How to complete this task:
Would you please repeat the data that follows, exactly as it reads?

::: Source records

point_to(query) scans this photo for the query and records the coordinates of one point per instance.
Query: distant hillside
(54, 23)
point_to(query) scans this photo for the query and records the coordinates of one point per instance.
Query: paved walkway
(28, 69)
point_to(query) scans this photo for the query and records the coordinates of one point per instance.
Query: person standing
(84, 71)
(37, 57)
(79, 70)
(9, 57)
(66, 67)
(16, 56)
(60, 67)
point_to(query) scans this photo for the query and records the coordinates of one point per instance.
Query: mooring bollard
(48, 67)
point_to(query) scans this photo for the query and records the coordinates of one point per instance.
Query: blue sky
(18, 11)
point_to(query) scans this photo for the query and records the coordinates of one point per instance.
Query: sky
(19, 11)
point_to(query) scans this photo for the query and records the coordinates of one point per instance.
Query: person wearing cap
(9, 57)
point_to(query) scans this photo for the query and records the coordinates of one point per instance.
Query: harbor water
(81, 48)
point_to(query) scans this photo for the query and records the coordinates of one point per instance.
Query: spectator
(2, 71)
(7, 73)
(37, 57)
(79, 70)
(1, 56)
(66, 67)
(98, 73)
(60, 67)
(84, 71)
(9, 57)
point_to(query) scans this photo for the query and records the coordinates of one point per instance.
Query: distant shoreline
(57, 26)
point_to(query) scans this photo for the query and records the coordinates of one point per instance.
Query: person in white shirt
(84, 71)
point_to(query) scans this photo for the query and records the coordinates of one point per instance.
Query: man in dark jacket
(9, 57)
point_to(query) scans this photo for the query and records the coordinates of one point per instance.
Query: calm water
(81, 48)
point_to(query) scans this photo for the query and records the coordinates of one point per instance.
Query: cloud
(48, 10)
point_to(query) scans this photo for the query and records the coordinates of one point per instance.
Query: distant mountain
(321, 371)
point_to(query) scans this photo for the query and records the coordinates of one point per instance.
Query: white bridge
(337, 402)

::::::

Task response:
point_to(query) scans this photo for the query and records the coordinates of one point per instance.
Query: distant hillside
(54, 23)
point_to(query) scans this photo for the query and records the coordinates of one point per instance.
Query: paved walkway
(28, 69)
point_to(query) scans this photo for the query and records the coordinates of one point per instance.
Query: person standing
(84, 71)
(37, 57)
(79, 70)
(9, 57)
(66, 67)
(16, 56)
(60, 67)
point_to(query) scans this photo for the query and records the coordinates of one point per instance.
Query: mooring bollard
(48, 67)
point_to(query) scans this photo for the query and records the coordinates of one point per instance.
Query: blue sky
(18, 11)
point_to(query) scans this photo for the query and records the coordinates of one point per instance.
Query: sky
(19, 11)
point_to(query) scans this photo for the query and records the coordinates of one point per instance.
Query: person wearing cap
(9, 57)
point_to(query) scans this photo for the query and records the coordinates of one point per instance.
Query: harbor water
(81, 48)
point_to(query) scans this photo for the query and records the coordinates of one point per instance.
Query: spectator
(2, 71)
(7, 73)
(37, 57)
(79, 70)
(1, 56)
(66, 67)
(98, 73)
(60, 67)
(84, 71)
(9, 57)
point_to(query) scans this photo for the query and records the coordinates of one point per instance.
Query: distant shoreline
(57, 26)
point_to(query) scans this photo for the query and records the coordinates of one point per instance.
Query: person in white shirt
(84, 71)
point_to(query) scans this photo for the query and records the coordinates of one point per instance.
Query: man in dark jacket
(9, 57)
point_to(query) scans this photo for the query and records the coordinates of one point per instance.
Query: calm water
(81, 48)
point_to(query) scans this photo for the query and records the coordinates of one point per instance.
Query: cloud
(48, 10)
point_to(query) scans this photo for the query and records the coordinates of one point per instance.
Query: distant mountain
(321, 371)
point_to(query) scans this photo for the query and records the coordinates of one point per instance.
Query: white bridge
(337, 402)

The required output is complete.